WHAT YOU NEED TO DO: Lay out the rows below as a Markdown table with the columns "No." and "Line," putting one line in each table row and numbering the lines in order. Leave out blank lines.

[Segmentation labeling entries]

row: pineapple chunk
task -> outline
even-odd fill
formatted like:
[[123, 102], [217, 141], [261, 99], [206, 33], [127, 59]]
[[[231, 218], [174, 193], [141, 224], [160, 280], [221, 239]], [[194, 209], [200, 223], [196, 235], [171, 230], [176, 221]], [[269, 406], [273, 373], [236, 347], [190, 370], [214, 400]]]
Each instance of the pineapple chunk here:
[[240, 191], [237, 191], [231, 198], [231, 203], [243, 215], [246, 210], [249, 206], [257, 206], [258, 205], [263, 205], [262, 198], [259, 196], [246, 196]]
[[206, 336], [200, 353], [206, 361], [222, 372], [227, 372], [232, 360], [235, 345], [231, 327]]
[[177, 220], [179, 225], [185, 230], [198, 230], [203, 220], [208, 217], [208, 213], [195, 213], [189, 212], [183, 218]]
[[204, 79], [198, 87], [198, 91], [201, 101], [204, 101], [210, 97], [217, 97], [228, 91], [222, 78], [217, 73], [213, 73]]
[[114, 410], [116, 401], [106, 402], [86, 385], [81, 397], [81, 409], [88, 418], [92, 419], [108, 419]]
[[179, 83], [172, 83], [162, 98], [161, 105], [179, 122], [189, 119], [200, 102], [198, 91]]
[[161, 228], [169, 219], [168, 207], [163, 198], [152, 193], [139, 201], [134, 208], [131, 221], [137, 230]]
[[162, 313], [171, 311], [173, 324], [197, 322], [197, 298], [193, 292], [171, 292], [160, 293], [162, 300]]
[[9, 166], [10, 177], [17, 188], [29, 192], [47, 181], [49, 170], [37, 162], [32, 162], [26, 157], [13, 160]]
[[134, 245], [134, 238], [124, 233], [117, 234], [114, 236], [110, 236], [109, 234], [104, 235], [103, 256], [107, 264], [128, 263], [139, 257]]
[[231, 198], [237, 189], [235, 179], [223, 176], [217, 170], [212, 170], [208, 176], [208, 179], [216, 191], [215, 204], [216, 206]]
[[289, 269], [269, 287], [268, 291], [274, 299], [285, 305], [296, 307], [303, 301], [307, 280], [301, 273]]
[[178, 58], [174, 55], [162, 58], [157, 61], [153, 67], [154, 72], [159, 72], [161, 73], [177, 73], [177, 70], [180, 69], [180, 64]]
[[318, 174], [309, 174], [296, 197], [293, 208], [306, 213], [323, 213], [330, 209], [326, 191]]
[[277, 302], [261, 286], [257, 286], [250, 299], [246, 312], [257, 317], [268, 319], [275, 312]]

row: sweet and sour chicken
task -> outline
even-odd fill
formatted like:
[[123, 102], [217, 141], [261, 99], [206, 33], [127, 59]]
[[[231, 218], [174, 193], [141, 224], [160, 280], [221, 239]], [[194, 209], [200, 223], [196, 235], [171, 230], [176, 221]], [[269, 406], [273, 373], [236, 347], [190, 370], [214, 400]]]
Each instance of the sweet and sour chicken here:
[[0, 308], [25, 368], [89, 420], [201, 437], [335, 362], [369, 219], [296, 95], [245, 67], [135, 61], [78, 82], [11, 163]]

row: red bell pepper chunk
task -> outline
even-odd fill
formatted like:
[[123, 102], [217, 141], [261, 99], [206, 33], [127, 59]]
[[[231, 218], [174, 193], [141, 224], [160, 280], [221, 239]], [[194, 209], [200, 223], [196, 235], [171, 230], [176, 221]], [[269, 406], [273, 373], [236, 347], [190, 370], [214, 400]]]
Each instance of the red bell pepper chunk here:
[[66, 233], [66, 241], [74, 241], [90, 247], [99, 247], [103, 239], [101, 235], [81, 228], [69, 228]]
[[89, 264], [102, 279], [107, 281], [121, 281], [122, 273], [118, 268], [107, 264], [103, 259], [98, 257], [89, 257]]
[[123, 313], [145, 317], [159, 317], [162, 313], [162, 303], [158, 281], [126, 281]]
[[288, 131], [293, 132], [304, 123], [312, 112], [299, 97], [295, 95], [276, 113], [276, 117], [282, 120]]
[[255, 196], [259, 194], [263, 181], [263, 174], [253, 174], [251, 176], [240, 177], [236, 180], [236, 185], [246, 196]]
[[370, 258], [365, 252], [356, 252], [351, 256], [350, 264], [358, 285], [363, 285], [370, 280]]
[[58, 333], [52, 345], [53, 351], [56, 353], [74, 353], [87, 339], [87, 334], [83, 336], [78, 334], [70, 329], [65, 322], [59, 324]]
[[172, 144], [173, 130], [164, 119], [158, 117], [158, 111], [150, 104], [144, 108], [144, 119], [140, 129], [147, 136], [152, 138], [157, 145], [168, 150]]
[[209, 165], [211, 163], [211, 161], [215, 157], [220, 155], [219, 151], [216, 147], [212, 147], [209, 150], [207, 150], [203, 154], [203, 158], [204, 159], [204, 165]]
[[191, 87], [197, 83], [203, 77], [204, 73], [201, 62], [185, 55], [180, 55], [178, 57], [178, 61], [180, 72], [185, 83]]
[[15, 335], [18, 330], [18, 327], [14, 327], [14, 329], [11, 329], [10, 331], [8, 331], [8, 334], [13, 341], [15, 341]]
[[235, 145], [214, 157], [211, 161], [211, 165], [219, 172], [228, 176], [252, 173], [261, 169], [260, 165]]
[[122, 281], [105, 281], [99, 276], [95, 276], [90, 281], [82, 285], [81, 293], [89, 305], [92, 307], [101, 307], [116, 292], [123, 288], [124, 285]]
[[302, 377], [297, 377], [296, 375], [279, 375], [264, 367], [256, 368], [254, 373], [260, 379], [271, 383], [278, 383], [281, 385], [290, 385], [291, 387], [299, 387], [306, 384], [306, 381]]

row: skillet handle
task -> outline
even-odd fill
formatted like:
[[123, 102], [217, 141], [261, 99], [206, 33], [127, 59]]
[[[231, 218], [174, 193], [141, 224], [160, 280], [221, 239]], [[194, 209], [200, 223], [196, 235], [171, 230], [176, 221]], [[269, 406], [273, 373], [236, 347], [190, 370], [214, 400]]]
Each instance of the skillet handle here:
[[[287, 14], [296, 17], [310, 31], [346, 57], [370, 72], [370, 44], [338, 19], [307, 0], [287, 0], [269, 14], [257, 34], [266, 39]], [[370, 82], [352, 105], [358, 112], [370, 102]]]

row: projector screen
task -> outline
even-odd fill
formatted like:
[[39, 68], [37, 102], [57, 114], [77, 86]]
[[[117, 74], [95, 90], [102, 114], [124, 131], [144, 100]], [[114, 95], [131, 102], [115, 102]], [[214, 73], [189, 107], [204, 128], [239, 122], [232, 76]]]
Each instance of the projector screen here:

IN RESPONSE:
| No. | Line |
|---|---|
| 1 | row: pineapple chunk |
| 2 | task -> outline |
| 3 | even-odd fill |
| 4 | formatted like: |
| 5 | [[123, 102], [217, 141], [261, 99], [206, 33], [127, 59]] |
| 6 | [[[231, 218], [174, 193], [141, 224], [160, 280], [221, 239]], [[194, 209], [200, 223], [196, 235], [171, 230], [176, 221]], [[269, 406], [273, 373], [236, 347], [190, 370], [214, 400]]] |
| 7 | Each instance of the pineapple chunk here: |
| 8 | [[240, 191], [237, 191], [231, 198], [231, 203], [243, 215], [246, 210], [249, 206], [257, 206], [258, 205], [263, 205], [262, 198], [259, 196], [246, 196]] |
| 9 | [[206, 336], [200, 353], [206, 361], [222, 372], [227, 372], [232, 360], [235, 345], [231, 327]] |
| 10 | [[177, 220], [179, 225], [185, 230], [198, 230], [203, 220], [208, 217], [208, 213], [195, 213], [189, 212], [183, 218]] |
| 11 | [[204, 79], [198, 87], [198, 91], [201, 101], [204, 101], [210, 97], [217, 97], [228, 91], [222, 78], [217, 73], [213, 73]] |
| 12 | [[114, 410], [116, 401], [106, 402], [86, 385], [81, 397], [81, 409], [88, 418], [92, 419], [108, 419]] |
| 13 | [[179, 83], [172, 83], [162, 98], [161, 105], [179, 122], [189, 119], [200, 102], [198, 91]] |
| 14 | [[161, 228], [169, 219], [168, 207], [163, 198], [152, 193], [139, 201], [134, 208], [131, 221], [137, 230]] |
| 15 | [[162, 313], [171, 311], [173, 324], [197, 322], [197, 298], [193, 292], [171, 292], [160, 293], [162, 300]] |
| 16 | [[9, 166], [10, 177], [17, 188], [29, 192], [47, 181], [49, 170], [37, 162], [32, 162], [26, 157], [13, 160]] |
| 17 | [[134, 245], [134, 238], [124, 233], [117, 234], [114, 236], [110, 236], [109, 234], [104, 235], [103, 256], [107, 264], [128, 263], [139, 257]] |
| 18 | [[231, 198], [237, 189], [235, 179], [223, 176], [217, 170], [212, 170], [208, 176], [208, 179], [216, 191], [215, 204], [216, 206]] |
| 19 | [[289, 269], [269, 287], [268, 291], [274, 299], [285, 305], [296, 307], [303, 301], [307, 280], [301, 273]] |
| 20 | [[178, 58], [174, 55], [162, 58], [157, 61], [153, 67], [154, 72], [159, 72], [161, 73], [177, 73], [177, 70], [180, 69], [180, 64]] |
| 21 | [[318, 174], [309, 174], [296, 197], [293, 208], [306, 213], [323, 213], [330, 209], [326, 191]] |
| 22 | [[277, 302], [261, 286], [257, 286], [250, 299], [246, 312], [257, 317], [268, 319], [275, 312]] |
| 23 | row: sweet and sour chicken |
| 24 | task -> outline |
| 25 | even-odd fill |
| 26 | formatted like: |
| 27 | [[123, 102], [217, 141], [261, 99], [206, 33], [127, 59]] |
| 28 | [[[231, 218], [174, 193], [141, 224], [160, 280], [221, 239]], [[194, 209], [200, 223], [196, 235], [171, 230], [176, 221]], [[269, 406], [273, 373], [236, 347], [190, 370], [214, 400]]] |
| 29 | Each instance of the sweet and sour chicken here: |
| 30 | [[0, 308], [25, 368], [89, 420], [201, 437], [335, 362], [369, 219], [296, 95], [245, 67], [135, 61], [78, 82], [11, 163]] |
| 31 | row: red bell pepper chunk |
| 32 | task -> outline |
| 33 | even-odd fill |
| 34 | formatted like: |
| 35 | [[123, 102], [217, 141], [261, 99], [206, 33], [127, 59]] |
| 36 | [[[231, 218], [174, 193], [141, 224], [160, 280], [221, 239]], [[194, 209], [200, 223], [196, 235], [171, 230], [176, 221]], [[269, 406], [273, 373], [236, 347], [190, 370], [214, 400]]] |
| 37 | Each instance of the red bell pepper chunk here: |
| 38 | [[66, 233], [66, 241], [74, 241], [90, 247], [99, 247], [103, 239], [101, 235], [81, 228], [69, 228]] |
| 39 | [[89, 264], [102, 279], [107, 281], [121, 281], [122, 273], [118, 268], [107, 264], [103, 259], [98, 257], [89, 257]] |
| 40 | [[123, 313], [145, 317], [159, 317], [162, 313], [162, 303], [158, 281], [126, 281]] |
| 41 | [[288, 131], [293, 132], [304, 123], [312, 112], [299, 97], [295, 95], [276, 113], [276, 117], [282, 120]] |
| 42 | [[255, 196], [259, 194], [263, 181], [263, 174], [253, 174], [251, 176], [240, 177], [236, 180], [236, 185], [246, 196]] |
| 43 | [[370, 258], [365, 252], [356, 252], [351, 256], [350, 264], [358, 285], [363, 285], [370, 280]] |
| 44 | [[58, 333], [52, 345], [53, 351], [56, 353], [74, 353], [87, 339], [87, 334], [83, 336], [78, 334], [70, 329], [65, 322], [59, 324]] |
| 45 | [[172, 144], [173, 130], [164, 119], [158, 117], [158, 111], [150, 104], [144, 108], [144, 119], [140, 129], [147, 136], [152, 138], [157, 145], [168, 150]] |
| 46 | [[209, 165], [211, 163], [211, 161], [215, 157], [220, 155], [219, 151], [216, 147], [212, 147], [209, 150], [207, 150], [203, 154], [203, 158], [204, 159], [204, 165]] |
| 47 | [[191, 87], [197, 83], [203, 77], [204, 73], [201, 62], [185, 55], [180, 55], [178, 57], [178, 61], [180, 72], [185, 83]] |
| 48 | [[15, 335], [18, 330], [18, 327], [14, 327], [14, 329], [11, 329], [10, 331], [8, 331], [8, 334], [13, 341], [15, 341]] |
| 49 | [[235, 145], [214, 157], [211, 161], [211, 165], [219, 172], [228, 176], [252, 173], [261, 169], [260, 165]] |
| 50 | [[122, 281], [105, 281], [99, 276], [95, 276], [90, 281], [82, 285], [81, 293], [89, 305], [92, 307], [101, 307], [116, 292], [123, 288], [124, 285]] |
| 51 | [[302, 377], [297, 377], [296, 375], [279, 375], [264, 367], [256, 368], [254, 373], [260, 379], [271, 383], [278, 383], [281, 385], [290, 385], [291, 387], [299, 387], [306, 384], [306, 381]] |
| 52 | row: skillet handle |
| 53 | task -> outline |
| 54 | even-odd fill |
| 55 | formatted like: |
| 56 | [[123, 102], [217, 141], [261, 99], [206, 33], [127, 59]] |
| 57 | [[[231, 218], [174, 193], [141, 224], [160, 280], [221, 239]], [[194, 209], [200, 223], [196, 235], [171, 230], [176, 221]], [[269, 406], [273, 373], [236, 347], [190, 370], [214, 400]]] |
| 58 | Each instance of the skillet handle here: |
| 59 | [[[287, 14], [296, 17], [310, 31], [346, 57], [370, 72], [370, 44], [338, 19], [307, 0], [287, 0], [269, 14], [257, 34], [266, 39]], [[370, 82], [352, 105], [358, 112], [370, 102]]] |
| 60 | row: projector screen |
| 61 | task -> outline |
| 62 | even-odd fill |
| 63 | formatted like: |
| 64 | [[39, 68], [37, 102], [57, 114], [77, 86]] |
| 65 | [[[117, 74], [95, 90], [102, 114], [124, 131], [144, 100]], [[114, 95], [131, 102], [115, 102]], [[214, 73], [189, 107], [204, 128], [239, 122], [232, 76]]] |
| 66 | Each instance of the projector screen here: |